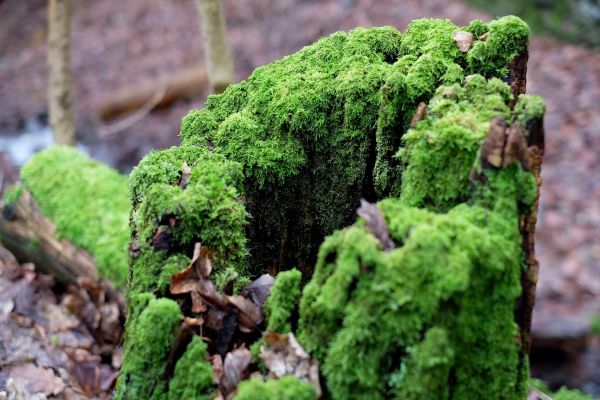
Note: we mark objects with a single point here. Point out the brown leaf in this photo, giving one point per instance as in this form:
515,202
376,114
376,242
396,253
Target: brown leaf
186,171
516,147
259,289
375,223
203,287
234,367
464,40
198,305
493,145
217,364
39,379
283,355
250,315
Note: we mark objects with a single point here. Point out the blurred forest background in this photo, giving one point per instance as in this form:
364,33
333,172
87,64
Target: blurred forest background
136,45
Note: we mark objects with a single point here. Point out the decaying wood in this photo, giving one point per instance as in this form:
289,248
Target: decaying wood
60,101
217,53
31,237
184,85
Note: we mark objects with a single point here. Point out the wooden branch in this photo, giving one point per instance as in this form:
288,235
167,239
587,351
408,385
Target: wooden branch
31,237
184,85
60,101
217,53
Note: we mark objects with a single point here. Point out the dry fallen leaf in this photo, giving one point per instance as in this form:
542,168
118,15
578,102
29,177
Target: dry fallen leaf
39,379
283,355
250,315
464,40
493,145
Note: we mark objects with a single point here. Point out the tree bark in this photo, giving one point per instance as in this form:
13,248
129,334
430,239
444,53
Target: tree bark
28,234
60,102
217,54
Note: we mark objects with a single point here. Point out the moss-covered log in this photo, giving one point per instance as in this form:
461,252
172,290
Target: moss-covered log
74,200
281,160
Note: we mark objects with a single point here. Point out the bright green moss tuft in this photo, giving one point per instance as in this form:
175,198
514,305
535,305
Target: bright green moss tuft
87,202
193,375
285,388
13,194
562,394
507,38
282,301
150,338
439,153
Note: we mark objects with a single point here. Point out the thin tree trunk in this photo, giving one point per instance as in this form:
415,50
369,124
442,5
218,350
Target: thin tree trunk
60,102
217,53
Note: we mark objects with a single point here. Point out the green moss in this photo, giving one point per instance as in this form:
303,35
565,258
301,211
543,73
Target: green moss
285,388
439,153
562,394
528,108
12,194
282,301
419,316
507,37
193,375
425,372
87,202
150,338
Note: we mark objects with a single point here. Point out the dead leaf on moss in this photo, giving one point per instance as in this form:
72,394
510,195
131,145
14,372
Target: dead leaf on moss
234,369
259,289
283,355
464,40
39,379
375,223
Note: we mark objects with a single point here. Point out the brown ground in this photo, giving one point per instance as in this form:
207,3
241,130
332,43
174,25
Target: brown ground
116,43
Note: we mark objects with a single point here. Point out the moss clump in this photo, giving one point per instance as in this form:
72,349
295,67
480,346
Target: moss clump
419,316
149,340
282,301
12,194
193,376
87,202
439,153
285,388
341,104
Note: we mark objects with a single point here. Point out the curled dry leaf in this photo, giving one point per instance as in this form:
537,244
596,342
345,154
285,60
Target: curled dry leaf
283,355
198,304
464,40
375,223
516,147
259,289
39,379
250,315
234,368
493,145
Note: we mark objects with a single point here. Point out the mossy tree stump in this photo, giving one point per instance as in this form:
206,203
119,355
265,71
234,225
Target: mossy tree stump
280,161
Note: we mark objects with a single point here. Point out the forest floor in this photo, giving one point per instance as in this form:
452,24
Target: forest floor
118,43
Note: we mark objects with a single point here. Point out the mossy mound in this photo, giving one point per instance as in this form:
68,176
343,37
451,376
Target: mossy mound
279,161
318,130
438,308
88,203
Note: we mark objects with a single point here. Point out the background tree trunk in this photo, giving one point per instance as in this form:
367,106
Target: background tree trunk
217,54
60,102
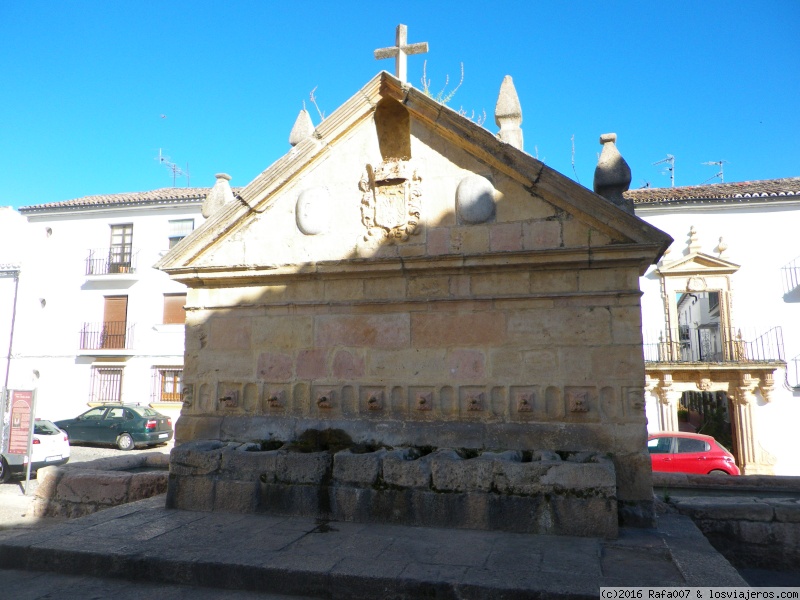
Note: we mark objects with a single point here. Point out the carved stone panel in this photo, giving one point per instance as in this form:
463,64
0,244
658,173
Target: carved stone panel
390,201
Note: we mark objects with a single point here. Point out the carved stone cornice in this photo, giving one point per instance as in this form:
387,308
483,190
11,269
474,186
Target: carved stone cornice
767,385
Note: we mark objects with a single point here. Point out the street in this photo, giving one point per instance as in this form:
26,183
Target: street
14,502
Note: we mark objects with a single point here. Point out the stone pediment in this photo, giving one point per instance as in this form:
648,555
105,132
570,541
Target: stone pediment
697,262
393,177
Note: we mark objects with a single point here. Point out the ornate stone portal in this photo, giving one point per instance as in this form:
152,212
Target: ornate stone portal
735,368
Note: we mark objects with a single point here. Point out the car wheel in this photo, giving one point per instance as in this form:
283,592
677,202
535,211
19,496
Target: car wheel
5,473
125,441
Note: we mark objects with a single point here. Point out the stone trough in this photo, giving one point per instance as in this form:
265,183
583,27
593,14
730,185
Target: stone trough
78,489
540,492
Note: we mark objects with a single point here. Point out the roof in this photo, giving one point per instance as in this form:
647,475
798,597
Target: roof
730,192
160,196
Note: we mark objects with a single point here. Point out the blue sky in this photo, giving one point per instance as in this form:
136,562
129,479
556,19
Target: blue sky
85,84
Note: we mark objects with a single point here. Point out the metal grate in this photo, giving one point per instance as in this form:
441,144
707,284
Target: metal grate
106,384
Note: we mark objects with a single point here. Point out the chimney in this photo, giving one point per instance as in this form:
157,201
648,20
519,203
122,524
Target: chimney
612,176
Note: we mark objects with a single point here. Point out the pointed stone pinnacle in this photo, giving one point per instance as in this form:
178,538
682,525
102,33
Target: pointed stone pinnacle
508,114
302,129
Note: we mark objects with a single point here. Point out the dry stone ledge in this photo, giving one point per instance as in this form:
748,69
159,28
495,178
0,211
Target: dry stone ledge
750,532
524,491
79,489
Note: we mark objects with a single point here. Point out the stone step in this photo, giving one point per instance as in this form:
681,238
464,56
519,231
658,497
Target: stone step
145,542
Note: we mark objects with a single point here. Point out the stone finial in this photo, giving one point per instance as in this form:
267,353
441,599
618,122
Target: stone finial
219,195
721,247
508,114
612,176
694,243
303,128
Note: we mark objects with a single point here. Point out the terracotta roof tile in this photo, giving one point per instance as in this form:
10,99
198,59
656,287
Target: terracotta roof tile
738,191
161,196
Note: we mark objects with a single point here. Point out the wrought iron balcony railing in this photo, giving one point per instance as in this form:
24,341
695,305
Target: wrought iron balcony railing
108,335
791,275
793,373
110,261
713,344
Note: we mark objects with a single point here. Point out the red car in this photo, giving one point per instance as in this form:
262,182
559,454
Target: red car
679,452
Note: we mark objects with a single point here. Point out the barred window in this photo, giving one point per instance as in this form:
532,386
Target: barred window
167,384
179,229
106,384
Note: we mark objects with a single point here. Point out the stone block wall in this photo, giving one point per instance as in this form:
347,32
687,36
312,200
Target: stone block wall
514,491
511,358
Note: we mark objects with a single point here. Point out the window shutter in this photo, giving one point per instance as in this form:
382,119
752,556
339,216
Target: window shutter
173,309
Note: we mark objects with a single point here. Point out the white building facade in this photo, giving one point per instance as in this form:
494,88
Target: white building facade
94,321
721,317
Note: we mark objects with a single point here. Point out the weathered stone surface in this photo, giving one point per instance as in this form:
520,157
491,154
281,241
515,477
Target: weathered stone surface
508,114
612,176
787,511
101,487
236,496
451,473
402,468
475,199
200,457
247,462
357,469
303,468
302,129
458,280
146,485
733,509
184,491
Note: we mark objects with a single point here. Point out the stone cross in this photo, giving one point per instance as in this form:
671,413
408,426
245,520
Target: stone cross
400,51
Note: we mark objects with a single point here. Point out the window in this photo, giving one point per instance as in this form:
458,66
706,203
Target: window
690,445
167,384
116,413
173,309
179,229
121,251
659,445
106,384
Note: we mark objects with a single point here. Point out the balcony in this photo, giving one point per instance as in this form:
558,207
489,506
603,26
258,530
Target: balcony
714,344
791,276
112,261
109,337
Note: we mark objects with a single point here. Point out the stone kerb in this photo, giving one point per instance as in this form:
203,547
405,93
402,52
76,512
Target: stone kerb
749,532
79,489
540,492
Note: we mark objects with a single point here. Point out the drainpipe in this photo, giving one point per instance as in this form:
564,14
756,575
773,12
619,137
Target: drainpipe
15,272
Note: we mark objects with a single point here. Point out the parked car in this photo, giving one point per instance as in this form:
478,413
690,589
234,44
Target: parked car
124,425
679,452
50,447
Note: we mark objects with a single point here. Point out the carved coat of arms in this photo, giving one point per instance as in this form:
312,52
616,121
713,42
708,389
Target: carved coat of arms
390,201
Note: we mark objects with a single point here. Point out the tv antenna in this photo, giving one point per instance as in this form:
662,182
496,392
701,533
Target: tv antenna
175,169
721,175
671,168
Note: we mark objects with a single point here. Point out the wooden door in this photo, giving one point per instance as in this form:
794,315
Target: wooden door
115,316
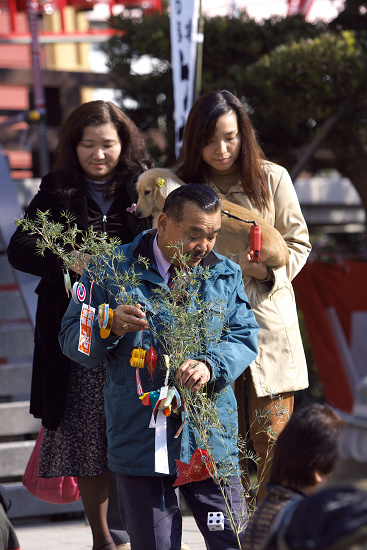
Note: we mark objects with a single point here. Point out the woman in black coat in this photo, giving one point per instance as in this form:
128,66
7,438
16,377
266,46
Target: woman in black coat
99,155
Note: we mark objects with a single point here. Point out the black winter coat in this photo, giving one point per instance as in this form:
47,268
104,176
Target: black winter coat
50,366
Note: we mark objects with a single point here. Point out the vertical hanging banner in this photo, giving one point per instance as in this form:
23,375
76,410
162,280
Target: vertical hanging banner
184,21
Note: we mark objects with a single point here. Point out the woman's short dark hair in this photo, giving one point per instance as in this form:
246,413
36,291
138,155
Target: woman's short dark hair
204,197
96,113
307,444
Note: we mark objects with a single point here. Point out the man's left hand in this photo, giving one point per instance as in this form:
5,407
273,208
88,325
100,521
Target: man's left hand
193,374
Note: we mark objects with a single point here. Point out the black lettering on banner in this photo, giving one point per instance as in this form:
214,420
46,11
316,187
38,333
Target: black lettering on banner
179,32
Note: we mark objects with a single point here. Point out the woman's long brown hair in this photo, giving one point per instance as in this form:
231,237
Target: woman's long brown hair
199,129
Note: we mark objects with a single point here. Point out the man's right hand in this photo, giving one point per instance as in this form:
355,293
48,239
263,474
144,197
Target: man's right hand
128,319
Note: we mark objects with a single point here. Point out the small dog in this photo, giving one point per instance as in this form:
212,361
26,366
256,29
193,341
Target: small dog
153,187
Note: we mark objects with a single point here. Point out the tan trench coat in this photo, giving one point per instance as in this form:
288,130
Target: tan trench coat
281,364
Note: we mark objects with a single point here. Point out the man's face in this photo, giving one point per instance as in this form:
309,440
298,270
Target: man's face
197,231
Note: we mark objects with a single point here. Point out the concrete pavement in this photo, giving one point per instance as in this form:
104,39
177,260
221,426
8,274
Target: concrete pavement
76,535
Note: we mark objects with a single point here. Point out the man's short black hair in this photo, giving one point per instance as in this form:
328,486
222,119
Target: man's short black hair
204,197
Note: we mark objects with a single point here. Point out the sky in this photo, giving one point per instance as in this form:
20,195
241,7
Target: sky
263,9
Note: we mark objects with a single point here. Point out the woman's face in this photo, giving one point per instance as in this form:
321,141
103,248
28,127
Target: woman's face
222,150
99,151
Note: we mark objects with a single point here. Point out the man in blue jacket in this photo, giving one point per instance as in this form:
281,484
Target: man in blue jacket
143,447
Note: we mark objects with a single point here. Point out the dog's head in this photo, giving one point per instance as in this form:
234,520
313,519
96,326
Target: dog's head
153,187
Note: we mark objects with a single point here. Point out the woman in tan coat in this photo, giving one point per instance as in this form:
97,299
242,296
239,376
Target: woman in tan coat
220,149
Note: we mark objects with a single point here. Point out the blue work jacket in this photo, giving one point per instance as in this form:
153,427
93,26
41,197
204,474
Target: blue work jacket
131,443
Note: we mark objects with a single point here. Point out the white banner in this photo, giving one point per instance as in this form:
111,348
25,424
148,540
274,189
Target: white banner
184,39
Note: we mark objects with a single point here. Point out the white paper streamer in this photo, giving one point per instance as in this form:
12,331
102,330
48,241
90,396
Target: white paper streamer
161,451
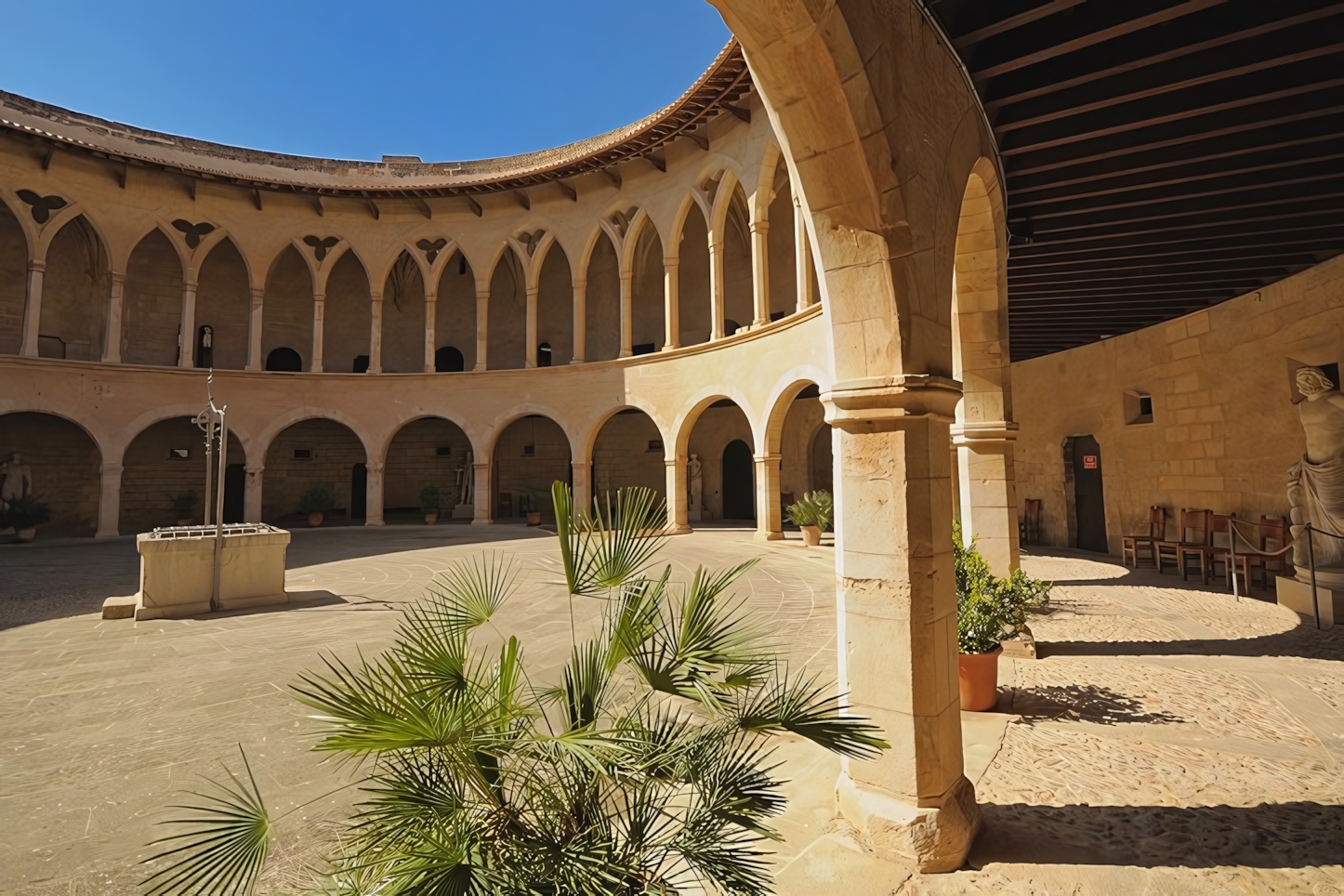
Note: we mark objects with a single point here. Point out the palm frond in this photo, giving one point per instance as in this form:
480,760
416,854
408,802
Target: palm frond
223,852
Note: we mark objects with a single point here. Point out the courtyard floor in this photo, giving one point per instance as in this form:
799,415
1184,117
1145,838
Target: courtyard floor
1168,739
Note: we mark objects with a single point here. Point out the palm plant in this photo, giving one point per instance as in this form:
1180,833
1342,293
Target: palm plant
644,769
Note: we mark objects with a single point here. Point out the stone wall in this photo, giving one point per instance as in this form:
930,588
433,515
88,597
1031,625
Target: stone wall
1223,430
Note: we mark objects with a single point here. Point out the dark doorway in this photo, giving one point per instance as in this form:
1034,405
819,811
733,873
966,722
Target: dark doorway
1088,500
235,480
358,492
283,359
738,482
448,361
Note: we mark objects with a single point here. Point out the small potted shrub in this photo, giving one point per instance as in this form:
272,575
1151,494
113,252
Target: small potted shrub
430,501
24,513
812,513
989,612
317,500
184,507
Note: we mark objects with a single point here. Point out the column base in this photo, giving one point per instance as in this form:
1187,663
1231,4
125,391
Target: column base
934,838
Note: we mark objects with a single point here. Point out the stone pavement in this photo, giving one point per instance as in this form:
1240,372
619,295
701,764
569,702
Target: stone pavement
1169,739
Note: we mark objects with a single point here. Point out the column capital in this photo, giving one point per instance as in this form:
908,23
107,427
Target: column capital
877,403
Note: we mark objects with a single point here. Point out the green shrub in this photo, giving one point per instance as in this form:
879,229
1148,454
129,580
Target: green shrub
813,508
991,609
317,498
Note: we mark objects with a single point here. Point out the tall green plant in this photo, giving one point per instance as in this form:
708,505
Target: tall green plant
644,767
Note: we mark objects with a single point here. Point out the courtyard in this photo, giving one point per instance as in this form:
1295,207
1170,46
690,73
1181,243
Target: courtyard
1166,739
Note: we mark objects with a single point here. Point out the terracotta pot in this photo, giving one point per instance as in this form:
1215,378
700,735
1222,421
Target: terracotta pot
979,680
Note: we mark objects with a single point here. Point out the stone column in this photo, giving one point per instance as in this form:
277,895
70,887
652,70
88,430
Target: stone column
987,489
430,336
897,617
530,359
33,310
255,324
319,305
801,256
116,300
579,322
671,304
482,323
109,501
626,313
717,298
484,489
374,494
252,494
376,331
761,271
769,522
187,335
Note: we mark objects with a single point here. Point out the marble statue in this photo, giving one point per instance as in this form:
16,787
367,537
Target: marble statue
1316,482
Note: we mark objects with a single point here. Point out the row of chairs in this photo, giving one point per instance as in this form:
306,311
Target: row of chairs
1203,542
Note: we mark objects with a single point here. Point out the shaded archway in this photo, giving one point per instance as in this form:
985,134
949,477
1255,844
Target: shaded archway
222,304
63,468
74,297
530,455
425,452
165,462
313,452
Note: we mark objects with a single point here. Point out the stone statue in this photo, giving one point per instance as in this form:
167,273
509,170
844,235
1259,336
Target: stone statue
1316,482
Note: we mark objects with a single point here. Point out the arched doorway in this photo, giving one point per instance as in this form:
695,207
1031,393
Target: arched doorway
163,479
62,469
310,453
530,455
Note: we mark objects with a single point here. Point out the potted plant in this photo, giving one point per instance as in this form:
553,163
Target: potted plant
24,513
430,501
184,507
989,612
812,513
317,500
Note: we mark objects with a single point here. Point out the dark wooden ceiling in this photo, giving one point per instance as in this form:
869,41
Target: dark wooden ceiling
1162,154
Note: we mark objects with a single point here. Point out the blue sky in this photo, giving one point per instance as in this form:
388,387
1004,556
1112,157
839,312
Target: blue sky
445,81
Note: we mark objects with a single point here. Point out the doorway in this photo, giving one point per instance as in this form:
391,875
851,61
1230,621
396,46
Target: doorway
738,482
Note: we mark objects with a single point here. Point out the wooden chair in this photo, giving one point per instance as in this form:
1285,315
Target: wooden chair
1132,545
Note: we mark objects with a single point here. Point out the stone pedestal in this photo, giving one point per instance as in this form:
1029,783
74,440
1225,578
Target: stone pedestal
1296,595
178,570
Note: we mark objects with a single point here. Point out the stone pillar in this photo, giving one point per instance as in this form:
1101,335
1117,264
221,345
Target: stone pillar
761,271
33,310
671,304
987,491
531,326
255,324
109,501
678,497
116,300
376,331
897,617
579,322
801,256
482,323
769,521
484,488
319,305
430,336
626,313
374,494
252,494
717,297
187,335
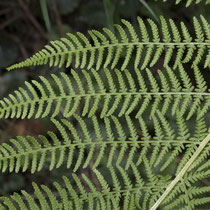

= EXERCISE INSTRUCTIONS =
How many lines in the rows above contain the string "bright"? Match case exactly, and give only the number.

= TASK RESPONSE =
2